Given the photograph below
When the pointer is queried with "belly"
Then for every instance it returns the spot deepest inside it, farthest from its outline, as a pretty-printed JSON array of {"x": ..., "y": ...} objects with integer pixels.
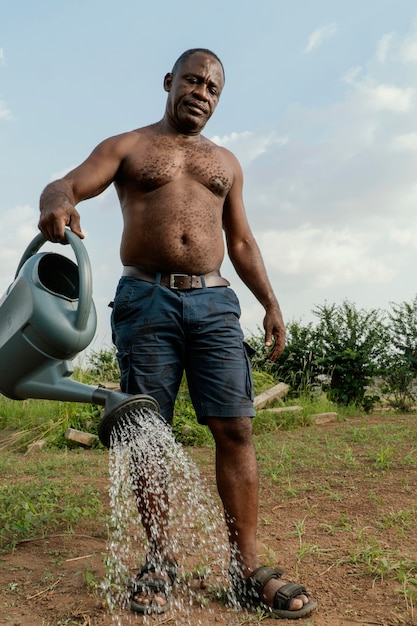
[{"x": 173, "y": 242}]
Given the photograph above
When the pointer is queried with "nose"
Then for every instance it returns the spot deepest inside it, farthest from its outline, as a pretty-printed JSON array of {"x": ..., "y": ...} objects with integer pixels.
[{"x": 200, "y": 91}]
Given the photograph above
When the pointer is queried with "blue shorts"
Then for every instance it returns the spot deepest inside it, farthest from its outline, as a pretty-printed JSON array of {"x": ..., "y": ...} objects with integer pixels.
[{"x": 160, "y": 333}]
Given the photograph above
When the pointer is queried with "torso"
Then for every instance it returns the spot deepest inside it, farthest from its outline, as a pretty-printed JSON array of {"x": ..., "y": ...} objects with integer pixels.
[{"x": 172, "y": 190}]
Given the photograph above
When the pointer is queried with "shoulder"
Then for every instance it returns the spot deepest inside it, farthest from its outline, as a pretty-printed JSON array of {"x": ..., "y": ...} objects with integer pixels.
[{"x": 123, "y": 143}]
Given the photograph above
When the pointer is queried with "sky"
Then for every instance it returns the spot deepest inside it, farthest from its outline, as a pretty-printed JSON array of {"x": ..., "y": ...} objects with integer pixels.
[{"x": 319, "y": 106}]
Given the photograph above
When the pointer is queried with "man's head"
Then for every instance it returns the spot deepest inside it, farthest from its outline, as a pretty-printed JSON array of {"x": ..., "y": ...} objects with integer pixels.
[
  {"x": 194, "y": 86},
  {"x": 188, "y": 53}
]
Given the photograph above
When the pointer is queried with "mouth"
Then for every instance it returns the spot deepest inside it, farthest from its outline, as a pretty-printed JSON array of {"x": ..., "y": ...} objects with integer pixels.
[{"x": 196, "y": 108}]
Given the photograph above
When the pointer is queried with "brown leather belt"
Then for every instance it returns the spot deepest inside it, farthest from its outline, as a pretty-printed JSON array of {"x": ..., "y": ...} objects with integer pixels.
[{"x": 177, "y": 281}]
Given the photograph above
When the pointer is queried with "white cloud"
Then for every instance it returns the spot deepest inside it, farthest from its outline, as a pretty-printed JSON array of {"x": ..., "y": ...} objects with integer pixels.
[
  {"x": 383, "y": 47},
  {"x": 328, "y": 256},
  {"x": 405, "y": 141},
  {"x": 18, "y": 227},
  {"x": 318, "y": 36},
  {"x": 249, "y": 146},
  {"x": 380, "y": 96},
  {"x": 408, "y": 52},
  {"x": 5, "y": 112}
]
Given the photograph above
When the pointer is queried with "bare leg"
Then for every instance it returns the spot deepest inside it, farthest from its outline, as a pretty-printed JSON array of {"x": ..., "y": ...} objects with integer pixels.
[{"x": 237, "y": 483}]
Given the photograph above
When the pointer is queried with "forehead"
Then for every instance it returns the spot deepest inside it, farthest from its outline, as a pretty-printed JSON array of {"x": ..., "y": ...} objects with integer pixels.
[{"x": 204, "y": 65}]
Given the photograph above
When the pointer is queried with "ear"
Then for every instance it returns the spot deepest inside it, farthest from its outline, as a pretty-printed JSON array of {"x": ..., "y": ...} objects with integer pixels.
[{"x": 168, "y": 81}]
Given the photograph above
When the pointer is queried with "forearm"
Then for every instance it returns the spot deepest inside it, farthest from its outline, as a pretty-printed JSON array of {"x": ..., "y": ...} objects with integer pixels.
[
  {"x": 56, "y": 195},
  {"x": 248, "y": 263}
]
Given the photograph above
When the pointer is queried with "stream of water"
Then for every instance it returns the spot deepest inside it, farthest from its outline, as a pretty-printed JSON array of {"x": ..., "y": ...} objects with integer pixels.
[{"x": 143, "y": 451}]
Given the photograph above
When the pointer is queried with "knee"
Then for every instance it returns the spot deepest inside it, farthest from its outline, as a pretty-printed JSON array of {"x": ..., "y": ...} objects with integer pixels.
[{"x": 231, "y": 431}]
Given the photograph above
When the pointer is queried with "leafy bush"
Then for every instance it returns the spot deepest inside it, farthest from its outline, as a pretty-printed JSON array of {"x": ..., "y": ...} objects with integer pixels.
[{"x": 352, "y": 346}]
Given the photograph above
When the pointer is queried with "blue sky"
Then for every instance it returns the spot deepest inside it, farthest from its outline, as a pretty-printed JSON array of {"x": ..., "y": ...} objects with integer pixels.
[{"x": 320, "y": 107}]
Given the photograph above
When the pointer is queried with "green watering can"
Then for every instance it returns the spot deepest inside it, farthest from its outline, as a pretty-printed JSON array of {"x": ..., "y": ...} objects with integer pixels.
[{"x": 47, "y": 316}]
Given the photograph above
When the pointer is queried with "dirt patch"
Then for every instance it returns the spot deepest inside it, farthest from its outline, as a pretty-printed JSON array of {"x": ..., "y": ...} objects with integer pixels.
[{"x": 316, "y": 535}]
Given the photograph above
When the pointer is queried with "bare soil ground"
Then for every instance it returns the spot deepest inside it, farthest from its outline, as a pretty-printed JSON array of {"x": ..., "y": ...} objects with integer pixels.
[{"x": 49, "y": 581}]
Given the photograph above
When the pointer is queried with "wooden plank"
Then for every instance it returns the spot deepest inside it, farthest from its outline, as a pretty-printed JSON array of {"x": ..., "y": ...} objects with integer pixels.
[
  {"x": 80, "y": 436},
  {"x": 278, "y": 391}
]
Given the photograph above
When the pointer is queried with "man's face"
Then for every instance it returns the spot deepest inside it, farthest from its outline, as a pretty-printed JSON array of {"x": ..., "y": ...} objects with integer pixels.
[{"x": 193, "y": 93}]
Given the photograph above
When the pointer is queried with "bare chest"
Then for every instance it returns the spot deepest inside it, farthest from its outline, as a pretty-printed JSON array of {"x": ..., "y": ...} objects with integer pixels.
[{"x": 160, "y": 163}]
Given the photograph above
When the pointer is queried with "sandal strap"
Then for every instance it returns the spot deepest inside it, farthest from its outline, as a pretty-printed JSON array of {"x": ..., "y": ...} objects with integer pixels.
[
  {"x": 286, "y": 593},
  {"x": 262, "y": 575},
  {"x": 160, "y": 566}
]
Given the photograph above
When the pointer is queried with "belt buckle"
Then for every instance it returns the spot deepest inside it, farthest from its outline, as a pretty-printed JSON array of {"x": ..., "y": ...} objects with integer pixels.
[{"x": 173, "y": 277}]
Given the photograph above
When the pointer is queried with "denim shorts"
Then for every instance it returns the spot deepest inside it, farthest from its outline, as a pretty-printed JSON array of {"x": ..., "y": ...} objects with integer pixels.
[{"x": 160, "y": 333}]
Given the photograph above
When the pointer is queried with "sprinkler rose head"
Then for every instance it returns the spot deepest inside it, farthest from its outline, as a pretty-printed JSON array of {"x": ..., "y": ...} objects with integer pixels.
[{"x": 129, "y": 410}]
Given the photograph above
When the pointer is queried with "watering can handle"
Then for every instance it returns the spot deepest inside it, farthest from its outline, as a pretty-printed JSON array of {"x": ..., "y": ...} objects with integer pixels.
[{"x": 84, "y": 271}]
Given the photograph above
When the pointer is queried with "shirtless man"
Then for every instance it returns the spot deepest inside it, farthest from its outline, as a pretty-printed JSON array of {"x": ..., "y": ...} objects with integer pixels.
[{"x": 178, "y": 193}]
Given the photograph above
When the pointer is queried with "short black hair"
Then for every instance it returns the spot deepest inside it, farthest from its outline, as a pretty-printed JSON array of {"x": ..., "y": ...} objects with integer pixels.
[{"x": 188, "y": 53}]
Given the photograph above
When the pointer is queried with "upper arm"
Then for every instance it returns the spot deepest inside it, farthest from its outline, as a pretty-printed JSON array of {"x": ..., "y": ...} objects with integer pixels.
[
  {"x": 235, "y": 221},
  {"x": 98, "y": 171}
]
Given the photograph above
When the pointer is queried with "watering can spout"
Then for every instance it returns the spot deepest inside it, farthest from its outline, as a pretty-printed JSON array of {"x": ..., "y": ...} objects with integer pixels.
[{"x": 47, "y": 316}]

**********

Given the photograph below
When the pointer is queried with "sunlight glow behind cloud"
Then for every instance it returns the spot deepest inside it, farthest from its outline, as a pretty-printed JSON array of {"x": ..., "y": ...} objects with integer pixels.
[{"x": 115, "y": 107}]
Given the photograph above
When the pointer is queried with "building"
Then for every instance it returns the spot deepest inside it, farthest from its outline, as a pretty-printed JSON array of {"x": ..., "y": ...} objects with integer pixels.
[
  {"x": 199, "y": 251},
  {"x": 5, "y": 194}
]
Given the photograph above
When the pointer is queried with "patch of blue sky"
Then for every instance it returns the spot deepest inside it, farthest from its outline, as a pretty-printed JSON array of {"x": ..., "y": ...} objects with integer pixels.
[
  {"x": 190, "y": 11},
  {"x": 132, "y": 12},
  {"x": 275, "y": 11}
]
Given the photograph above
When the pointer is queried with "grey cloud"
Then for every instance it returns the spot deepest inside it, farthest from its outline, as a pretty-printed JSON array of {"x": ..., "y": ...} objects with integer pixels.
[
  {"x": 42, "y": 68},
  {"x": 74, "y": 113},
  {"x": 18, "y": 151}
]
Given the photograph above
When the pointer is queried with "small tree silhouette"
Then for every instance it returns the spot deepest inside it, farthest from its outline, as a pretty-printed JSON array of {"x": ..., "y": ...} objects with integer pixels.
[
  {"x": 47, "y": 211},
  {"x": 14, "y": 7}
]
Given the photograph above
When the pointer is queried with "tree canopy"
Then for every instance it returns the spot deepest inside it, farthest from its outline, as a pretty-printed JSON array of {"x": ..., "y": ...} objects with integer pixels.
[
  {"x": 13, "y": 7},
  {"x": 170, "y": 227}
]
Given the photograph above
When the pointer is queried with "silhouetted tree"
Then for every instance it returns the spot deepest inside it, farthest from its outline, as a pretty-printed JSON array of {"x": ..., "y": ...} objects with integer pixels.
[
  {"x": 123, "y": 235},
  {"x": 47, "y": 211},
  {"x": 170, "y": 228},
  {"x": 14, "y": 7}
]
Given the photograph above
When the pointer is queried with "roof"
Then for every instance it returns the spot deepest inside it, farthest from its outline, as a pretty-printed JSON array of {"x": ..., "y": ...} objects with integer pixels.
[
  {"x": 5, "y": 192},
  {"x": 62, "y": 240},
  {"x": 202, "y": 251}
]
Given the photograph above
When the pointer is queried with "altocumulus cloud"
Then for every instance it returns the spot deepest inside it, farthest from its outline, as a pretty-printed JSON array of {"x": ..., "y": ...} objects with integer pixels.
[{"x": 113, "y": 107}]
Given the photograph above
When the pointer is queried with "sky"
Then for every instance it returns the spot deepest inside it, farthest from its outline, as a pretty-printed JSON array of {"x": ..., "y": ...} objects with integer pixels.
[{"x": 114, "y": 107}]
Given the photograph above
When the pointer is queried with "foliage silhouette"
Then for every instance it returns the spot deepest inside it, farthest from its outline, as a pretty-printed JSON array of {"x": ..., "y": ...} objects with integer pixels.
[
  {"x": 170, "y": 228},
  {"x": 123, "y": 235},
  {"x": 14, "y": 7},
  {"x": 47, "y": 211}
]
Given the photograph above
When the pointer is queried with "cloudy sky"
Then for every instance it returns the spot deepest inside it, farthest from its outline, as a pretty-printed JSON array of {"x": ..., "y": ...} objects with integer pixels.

**********

Written request: Which lines in the rows above contain the string "patch" with matching case? Copy out each one.

Response below:
When the pointer is queried with "dirt patch"
When the pointer is queried with "patch of blue sky"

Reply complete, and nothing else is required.